Collection entries –
::::

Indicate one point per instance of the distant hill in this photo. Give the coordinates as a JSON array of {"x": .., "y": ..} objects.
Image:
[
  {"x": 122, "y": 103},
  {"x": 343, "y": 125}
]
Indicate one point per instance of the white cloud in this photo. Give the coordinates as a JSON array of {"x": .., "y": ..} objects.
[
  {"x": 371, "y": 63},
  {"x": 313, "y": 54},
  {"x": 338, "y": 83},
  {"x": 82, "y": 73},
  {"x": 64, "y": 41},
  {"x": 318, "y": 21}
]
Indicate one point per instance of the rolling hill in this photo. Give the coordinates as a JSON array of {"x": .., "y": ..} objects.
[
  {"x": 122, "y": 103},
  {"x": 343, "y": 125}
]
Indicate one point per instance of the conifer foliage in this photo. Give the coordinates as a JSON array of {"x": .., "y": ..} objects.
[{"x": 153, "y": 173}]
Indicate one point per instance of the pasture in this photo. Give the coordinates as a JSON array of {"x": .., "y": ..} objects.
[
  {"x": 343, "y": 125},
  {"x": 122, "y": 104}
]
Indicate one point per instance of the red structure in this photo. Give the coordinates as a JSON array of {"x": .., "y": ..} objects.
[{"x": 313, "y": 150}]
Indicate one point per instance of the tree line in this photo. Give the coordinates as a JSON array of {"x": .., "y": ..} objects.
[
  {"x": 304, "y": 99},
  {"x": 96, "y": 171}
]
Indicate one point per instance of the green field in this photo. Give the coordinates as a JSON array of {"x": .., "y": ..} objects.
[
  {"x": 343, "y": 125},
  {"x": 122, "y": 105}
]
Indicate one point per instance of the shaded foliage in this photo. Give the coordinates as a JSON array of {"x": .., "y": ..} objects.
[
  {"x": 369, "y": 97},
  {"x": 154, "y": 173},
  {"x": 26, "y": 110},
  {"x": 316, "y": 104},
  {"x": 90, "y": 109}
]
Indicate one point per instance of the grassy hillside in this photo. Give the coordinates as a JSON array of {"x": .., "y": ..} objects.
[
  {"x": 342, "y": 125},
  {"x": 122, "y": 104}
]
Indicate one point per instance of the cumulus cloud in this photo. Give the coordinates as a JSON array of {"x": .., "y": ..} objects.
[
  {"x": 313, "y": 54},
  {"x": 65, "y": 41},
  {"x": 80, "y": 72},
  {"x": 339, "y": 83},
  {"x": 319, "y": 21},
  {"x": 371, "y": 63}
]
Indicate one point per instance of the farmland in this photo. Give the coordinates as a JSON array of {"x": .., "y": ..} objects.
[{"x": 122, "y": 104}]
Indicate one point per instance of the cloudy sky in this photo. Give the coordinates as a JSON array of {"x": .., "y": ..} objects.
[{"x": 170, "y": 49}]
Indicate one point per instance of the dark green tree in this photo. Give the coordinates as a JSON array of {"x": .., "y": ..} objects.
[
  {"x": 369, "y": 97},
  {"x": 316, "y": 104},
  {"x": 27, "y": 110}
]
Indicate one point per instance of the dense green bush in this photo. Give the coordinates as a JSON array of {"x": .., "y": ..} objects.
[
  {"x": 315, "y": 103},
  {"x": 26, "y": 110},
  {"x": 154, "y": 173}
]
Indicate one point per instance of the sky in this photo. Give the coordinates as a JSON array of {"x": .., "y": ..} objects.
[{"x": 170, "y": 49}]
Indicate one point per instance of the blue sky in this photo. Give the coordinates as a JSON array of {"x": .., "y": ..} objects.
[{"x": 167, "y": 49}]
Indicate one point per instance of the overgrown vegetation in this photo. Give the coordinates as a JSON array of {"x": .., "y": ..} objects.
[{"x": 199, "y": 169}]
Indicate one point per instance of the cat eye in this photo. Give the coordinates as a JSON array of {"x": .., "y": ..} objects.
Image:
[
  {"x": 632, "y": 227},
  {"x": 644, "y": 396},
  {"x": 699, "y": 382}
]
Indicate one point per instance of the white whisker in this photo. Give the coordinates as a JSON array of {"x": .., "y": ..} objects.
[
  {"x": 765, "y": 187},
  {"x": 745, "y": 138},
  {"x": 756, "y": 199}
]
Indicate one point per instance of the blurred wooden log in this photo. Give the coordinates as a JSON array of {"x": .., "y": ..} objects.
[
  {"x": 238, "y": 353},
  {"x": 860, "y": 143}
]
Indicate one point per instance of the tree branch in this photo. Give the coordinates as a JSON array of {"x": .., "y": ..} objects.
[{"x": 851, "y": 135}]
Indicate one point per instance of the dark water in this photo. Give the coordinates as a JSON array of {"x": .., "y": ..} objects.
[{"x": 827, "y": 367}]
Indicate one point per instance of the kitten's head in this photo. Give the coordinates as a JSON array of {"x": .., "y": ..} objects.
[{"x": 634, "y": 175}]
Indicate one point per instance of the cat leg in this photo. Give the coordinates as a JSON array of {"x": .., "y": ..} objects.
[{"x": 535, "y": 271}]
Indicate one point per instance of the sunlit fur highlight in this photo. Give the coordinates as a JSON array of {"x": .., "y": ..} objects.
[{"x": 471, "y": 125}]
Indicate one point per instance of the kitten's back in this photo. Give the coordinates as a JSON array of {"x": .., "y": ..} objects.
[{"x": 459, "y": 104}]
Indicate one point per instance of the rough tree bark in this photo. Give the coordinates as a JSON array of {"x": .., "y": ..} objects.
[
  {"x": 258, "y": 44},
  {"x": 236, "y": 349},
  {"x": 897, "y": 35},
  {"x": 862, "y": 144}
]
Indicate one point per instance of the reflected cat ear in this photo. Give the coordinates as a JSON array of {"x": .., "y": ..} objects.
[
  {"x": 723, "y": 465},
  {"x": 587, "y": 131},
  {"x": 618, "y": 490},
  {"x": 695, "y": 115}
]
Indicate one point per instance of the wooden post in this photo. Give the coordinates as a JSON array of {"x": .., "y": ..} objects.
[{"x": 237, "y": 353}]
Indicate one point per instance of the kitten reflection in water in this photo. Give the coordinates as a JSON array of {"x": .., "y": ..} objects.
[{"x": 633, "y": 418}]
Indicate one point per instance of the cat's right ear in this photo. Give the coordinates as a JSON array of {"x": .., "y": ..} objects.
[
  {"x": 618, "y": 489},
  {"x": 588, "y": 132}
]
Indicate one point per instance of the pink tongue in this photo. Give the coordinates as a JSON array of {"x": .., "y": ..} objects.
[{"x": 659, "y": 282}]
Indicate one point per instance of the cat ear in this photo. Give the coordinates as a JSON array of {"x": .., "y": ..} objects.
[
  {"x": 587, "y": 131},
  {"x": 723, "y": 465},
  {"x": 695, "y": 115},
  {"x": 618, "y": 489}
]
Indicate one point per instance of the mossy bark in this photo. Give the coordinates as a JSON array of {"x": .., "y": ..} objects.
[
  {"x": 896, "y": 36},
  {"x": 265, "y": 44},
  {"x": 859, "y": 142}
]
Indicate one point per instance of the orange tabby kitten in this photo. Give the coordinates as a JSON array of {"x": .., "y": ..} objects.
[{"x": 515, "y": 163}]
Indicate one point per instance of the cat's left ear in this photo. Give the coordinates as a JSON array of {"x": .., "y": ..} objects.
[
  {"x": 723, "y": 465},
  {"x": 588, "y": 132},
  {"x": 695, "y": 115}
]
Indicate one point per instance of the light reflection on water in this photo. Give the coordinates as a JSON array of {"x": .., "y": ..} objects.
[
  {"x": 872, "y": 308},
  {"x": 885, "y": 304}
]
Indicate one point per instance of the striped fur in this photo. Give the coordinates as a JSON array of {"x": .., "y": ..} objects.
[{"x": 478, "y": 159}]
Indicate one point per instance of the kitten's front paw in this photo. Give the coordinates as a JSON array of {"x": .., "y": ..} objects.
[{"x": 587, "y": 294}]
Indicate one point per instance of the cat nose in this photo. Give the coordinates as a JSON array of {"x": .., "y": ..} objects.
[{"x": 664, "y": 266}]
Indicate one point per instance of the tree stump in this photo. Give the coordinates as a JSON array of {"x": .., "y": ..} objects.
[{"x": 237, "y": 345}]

::::

Task description –
Quote only the lines from the line containing "Indicate one point per instance of the cat's left" through the end of the entries, keeping the first and the last.

Output for this exercise –
Indicate one point per instance of the cat's left ear in this photo. Give the coordinates as a JSON array of {"x": .., "y": ..} objects.
[
  {"x": 723, "y": 465},
  {"x": 588, "y": 132},
  {"x": 695, "y": 115}
]
Indicate one point per instance of the light reflection on water in this photo. Give the coordinates as a JSON array of {"x": .., "y": ..} objects.
[
  {"x": 872, "y": 308},
  {"x": 885, "y": 304}
]
Indicate one point per instance of the striped fur in this photo. Give the coordinates as a JSON array of {"x": .., "y": ..} objects.
[{"x": 478, "y": 159}]
Indicate one point per instance of the kitten's front paw in this photo. Give the coordinates as a JSON array of {"x": .., "y": ..} objects.
[{"x": 587, "y": 294}]
Indicate one point per instance of the cat nose in this photo. Give the coordinates as a JSON array of {"x": .., "y": ..} objects.
[{"x": 664, "y": 266}]
Indicate one point per instance of the tree stump in this photo. Give the coordinates as a JSON array of {"x": .., "y": ..} objects.
[{"x": 237, "y": 345}]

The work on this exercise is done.